> _TASK GOAL_:
Leave out the pictures, and reproduce exactly the lines from the line containing "Query: man in black shirt" through the final line of the entries.

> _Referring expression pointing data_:
Start of Block

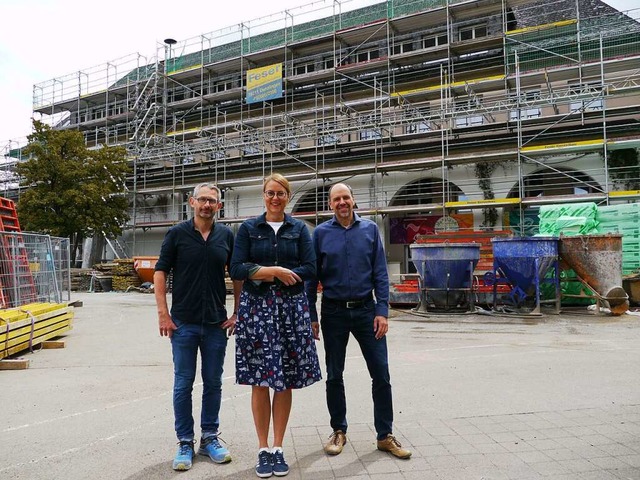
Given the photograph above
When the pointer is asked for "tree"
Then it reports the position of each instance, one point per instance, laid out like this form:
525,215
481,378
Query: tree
72,191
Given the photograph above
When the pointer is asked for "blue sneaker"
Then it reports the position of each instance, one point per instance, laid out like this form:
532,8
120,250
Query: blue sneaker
264,467
280,467
212,448
184,456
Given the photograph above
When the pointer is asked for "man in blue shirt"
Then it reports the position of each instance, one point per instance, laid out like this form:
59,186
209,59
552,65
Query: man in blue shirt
197,252
351,268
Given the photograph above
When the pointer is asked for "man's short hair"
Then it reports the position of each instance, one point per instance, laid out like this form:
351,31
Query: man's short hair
210,186
340,183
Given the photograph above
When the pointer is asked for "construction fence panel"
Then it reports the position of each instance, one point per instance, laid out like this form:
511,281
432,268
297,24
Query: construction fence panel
33,268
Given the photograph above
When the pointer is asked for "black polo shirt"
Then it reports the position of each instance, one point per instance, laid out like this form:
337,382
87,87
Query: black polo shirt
198,266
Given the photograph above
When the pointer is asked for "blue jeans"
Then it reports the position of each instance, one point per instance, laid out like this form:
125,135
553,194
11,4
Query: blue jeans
337,323
211,340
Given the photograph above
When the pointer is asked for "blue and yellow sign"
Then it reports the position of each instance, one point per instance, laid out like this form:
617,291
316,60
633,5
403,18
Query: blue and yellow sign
264,83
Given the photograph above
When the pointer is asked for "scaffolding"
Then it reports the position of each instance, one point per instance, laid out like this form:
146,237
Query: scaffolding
426,106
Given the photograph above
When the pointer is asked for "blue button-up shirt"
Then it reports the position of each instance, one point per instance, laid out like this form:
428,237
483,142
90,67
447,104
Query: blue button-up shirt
351,264
258,245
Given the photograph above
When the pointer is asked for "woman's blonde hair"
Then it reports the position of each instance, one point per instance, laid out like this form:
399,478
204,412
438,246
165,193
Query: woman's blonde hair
276,177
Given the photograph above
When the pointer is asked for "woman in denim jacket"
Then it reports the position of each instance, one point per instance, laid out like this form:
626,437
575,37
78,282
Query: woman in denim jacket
275,345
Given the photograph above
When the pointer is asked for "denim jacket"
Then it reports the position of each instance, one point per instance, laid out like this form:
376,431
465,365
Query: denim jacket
257,245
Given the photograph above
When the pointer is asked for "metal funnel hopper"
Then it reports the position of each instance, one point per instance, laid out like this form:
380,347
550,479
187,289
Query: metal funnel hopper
597,260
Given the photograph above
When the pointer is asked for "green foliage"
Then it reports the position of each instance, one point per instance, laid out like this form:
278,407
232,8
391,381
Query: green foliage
71,191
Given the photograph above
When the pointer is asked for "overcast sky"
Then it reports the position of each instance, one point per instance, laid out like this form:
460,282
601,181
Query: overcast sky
44,39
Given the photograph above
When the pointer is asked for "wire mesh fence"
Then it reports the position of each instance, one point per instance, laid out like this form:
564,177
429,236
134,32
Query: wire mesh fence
33,268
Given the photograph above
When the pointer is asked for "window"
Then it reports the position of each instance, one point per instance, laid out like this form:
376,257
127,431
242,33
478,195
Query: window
418,127
328,137
369,131
366,55
437,40
403,48
527,107
303,68
471,32
465,111
592,90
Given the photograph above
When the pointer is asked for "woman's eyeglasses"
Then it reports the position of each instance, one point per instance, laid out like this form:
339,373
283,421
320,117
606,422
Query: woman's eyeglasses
203,200
270,194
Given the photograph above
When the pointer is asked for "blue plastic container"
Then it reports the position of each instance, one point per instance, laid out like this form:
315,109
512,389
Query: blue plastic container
525,260
445,270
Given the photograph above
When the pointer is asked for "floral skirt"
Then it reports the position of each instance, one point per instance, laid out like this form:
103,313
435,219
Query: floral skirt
274,343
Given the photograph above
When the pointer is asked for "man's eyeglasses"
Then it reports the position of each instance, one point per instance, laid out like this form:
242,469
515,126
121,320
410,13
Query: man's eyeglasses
204,200
271,194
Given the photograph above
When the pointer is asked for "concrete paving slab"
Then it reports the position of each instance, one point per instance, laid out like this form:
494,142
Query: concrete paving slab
476,397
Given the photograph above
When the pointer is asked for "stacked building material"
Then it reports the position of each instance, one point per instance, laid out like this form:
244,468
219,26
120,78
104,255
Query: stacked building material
124,275
81,279
28,326
624,219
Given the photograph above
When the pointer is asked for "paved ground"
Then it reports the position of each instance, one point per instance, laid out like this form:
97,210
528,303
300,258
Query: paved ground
476,397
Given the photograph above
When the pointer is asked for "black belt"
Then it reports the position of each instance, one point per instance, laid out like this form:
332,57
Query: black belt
353,303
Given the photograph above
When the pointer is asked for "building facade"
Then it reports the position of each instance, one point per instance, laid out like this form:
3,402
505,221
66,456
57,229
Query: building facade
441,114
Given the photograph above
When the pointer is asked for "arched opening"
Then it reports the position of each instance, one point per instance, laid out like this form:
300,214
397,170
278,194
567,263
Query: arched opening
404,226
313,201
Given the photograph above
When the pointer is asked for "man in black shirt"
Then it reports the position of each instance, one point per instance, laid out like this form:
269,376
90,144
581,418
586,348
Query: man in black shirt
197,252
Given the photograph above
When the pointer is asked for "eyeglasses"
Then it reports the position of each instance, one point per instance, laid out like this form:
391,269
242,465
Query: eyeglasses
204,200
279,194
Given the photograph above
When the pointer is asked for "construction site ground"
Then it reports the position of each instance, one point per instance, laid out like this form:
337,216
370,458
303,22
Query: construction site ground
475,397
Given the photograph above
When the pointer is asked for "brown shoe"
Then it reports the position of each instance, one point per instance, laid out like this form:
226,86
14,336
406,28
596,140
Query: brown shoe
391,445
336,443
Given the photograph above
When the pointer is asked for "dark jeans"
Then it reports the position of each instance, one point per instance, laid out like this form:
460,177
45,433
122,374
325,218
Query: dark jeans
337,323
211,340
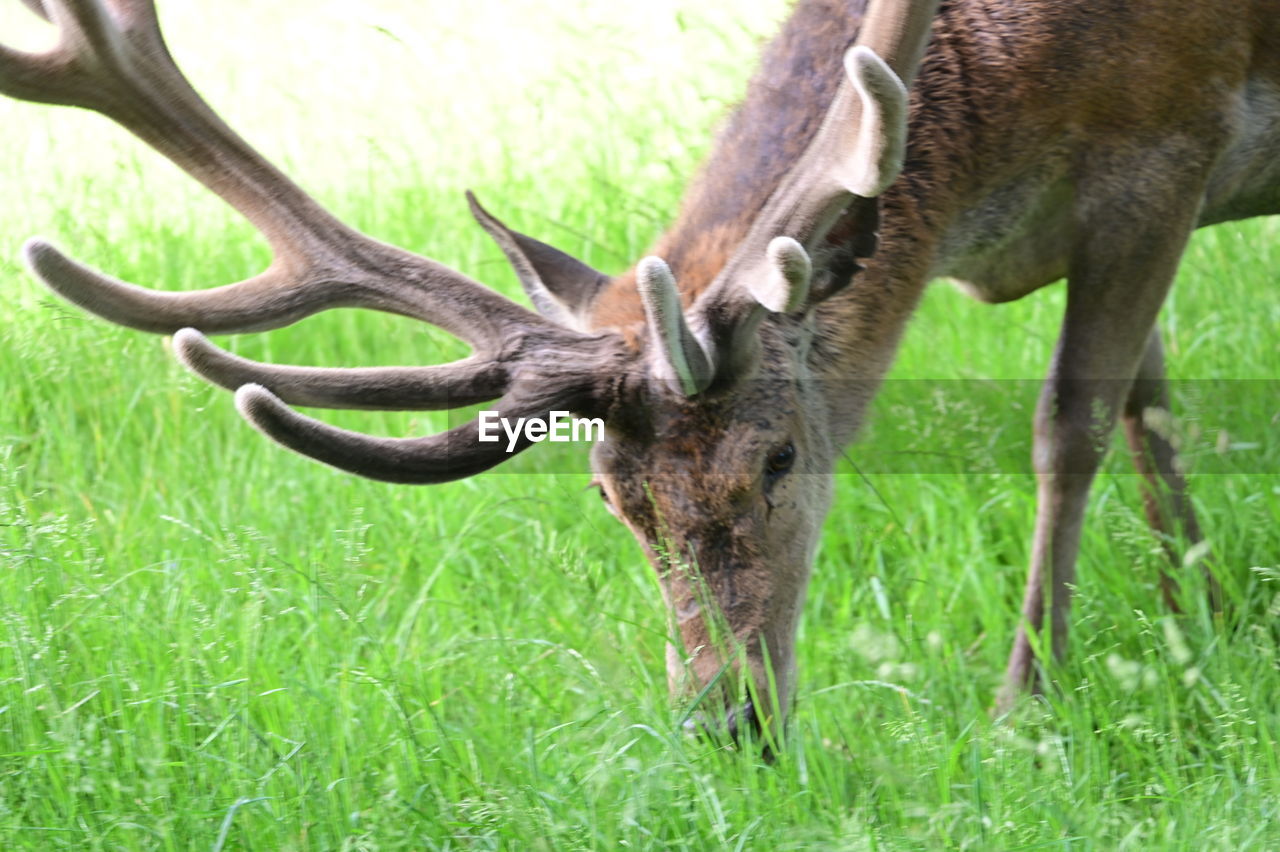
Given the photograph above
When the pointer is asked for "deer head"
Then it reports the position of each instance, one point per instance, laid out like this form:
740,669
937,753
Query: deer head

End of Block

> _RESPONSE BELOW_:
Query: man in black shirt
197,252
Given the photograph above
When the pointer is asked for "eyeglasses"
Then it reports the position of each instance, one point per instance, laid out like this form:
391,269
242,465
Query: eyeglasses
204,200
279,194
Given the photograph above
When the pointer is asked for "construction site ground"
Then it reports the position of each instance, one point per instance, laid out like this form:
337,216
370,458
303,22
Query: construction site ground
475,397
Given the photograph above
When the pointer is asked for "brown shoe"
Then it reports the position of each instance, one point per instance, laid out like this form:
226,86
14,336
406,28
596,140
Query: brown shoe
391,445
336,443
Given the photograph above
When the pointer is asked for "dark jeans"
Then it reports the position of each instance, one point per instance, laid out like this form:
460,177
45,433
122,374
325,218
Query: dark jeans
337,323
211,340
Given the photograph above
When the pointer is asked for "deer head"
Then it reports the position of each instance, one point per instance, laid out like this form:
740,669
937,753
Query: deer head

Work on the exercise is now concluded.